PROBLEM REQUIREMENTS: Transcribe only the lines of the listing below from the one holding "Provide the mask of every instance of the man's" through the one holding "Provide the mask of every instance of the hanging", inclusive, without any change.
*** Opening DATA IN THIS EXERCISE ***
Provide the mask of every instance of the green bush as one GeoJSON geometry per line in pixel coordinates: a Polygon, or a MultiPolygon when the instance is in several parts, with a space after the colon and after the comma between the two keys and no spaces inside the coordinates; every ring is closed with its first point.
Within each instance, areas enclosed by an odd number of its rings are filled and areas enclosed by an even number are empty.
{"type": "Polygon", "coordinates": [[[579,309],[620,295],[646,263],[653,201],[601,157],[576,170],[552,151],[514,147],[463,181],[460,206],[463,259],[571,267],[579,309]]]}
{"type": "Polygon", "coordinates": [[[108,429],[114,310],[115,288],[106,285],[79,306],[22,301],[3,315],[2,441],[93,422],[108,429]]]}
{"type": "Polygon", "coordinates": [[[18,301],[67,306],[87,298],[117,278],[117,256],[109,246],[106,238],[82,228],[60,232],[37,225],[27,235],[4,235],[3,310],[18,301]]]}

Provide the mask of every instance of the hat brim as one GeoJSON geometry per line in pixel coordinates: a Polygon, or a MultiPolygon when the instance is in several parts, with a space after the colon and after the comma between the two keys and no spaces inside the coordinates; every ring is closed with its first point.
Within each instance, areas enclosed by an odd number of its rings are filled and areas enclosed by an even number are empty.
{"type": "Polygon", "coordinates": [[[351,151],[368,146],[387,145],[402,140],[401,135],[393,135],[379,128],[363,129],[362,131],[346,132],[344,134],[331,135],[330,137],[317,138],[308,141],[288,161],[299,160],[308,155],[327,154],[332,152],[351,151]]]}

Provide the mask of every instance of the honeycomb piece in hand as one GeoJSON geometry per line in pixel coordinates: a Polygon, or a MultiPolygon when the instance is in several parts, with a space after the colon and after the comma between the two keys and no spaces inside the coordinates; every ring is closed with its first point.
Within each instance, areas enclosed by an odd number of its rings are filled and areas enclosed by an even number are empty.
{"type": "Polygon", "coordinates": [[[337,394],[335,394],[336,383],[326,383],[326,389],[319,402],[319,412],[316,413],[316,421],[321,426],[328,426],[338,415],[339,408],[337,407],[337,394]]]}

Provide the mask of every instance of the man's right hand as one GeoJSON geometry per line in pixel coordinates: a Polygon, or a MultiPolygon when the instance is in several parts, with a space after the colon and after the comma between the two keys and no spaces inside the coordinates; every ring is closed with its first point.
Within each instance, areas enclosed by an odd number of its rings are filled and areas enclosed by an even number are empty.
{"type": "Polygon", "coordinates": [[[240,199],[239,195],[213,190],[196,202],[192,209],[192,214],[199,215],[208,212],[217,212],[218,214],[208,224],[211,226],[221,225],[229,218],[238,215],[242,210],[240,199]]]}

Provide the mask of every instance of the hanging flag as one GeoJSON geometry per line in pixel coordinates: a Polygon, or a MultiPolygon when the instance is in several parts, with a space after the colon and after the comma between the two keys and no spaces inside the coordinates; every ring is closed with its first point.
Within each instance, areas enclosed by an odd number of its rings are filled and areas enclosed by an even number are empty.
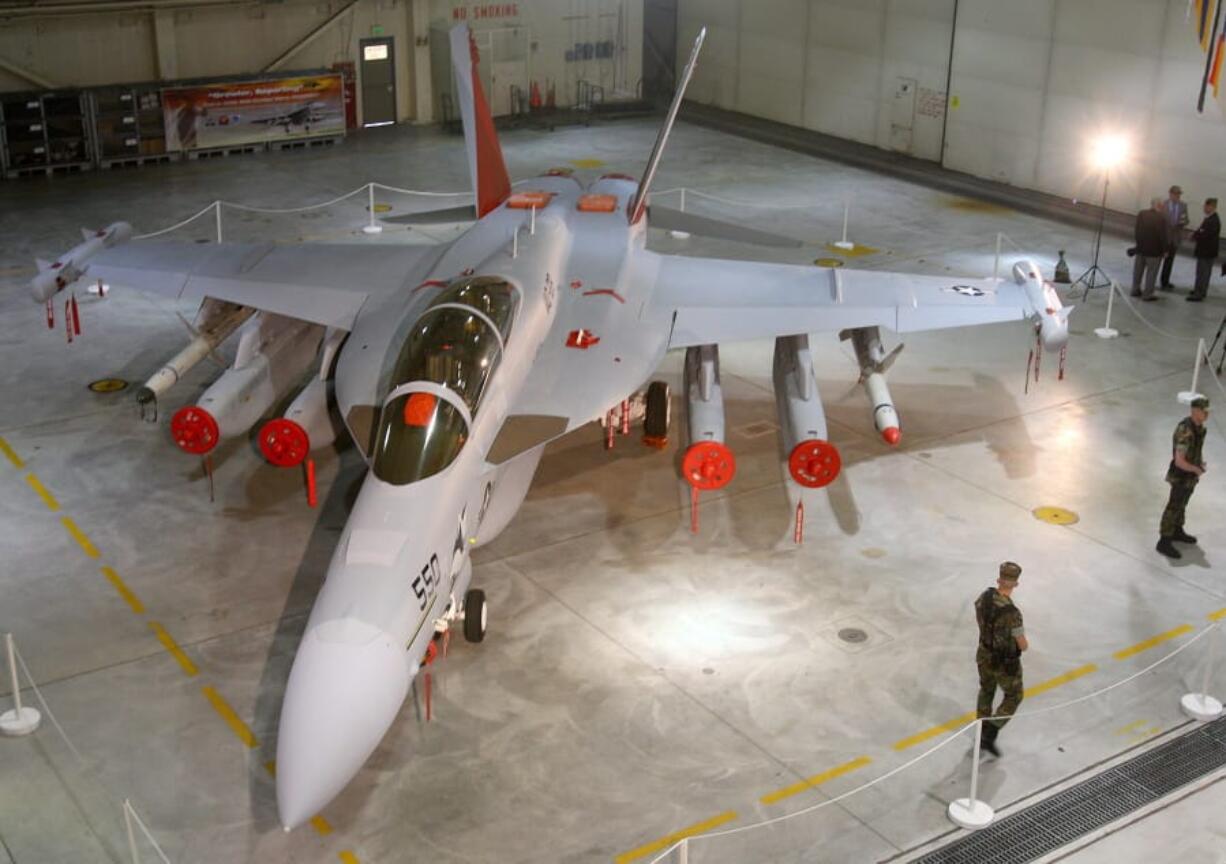
{"type": "Polygon", "coordinates": [[[1226,33],[1226,29],[1219,27],[1222,23],[1222,5],[1226,3],[1226,0],[1200,0],[1200,2],[1202,3],[1201,11],[1204,13],[1201,18],[1202,21],[1208,17],[1209,4],[1213,4],[1213,21],[1201,39],[1201,47],[1205,51],[1205,71],[1200,79],[1200,96],[1196,100],[1196,111],[1199,114],[1203,114],[1205,112],[1205,95],[1210,83],[1213,83],[1214,96],[1217,95],[1218,85],[1216,80],[1214,80],[1214,76],[1220,75],[1221,72],[1221,64],[1216,61],[1221,56],[1221,39],[1218,34],[1226,33]],[[1210,51],[1210,45],[1217,46],[1216,50],[1210,51]]]}
{"type": "Polygon", "coordinates": [[[1213,68],[1209,70],[1209,83],[1213,85],[1213,98],[1217,98],[1218,83],[1222,77],[1222,54],[1226,53],[1226,33],[1217,37],[1217,50],[1213,52],[1213,68]]]}
{"type": "Polygon", "coordinates": [[[1209,6],[1214,0],[1196,0],[1196,37],[1200,50],[1209,50],[1209,6]]]}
*** Closing DATA IN THIS EXERCISE ***
PROBLEM SOLUTION:
Provide the mask of every instance of the man's right hand as one GeoJSON geometry per line in pixel coordinates: a Polygon, or a MultiPolygon when the instance is in several parts, with a space after the colon and after the comma between the two keys and no spaces inside the coordinates; every ring is closed with its first point.
Within each instance, areas enclosed by an odd number of its rings are filled and areas enclosed by an even number are empty.
{"type": "Polygon", "coordinates": [[[240,199],[239,195],[213,190],[196,202],[192,209],[192,214],[199,215],[208,212],[217,212],[218,214],[208,224],[211,226],[221,225],[229,218],[238,215],[242,210],[240,199]]]}

Provide the mask of every instance of the hanging flag as one GeoJSON geometry per line in pixel coordinates: a Polygon, or a MultiPolygon when the instance is in several parts, with a space after the colon and after the comma between the two keys and no spaces inside the coordinates; every ring is closed with its first point.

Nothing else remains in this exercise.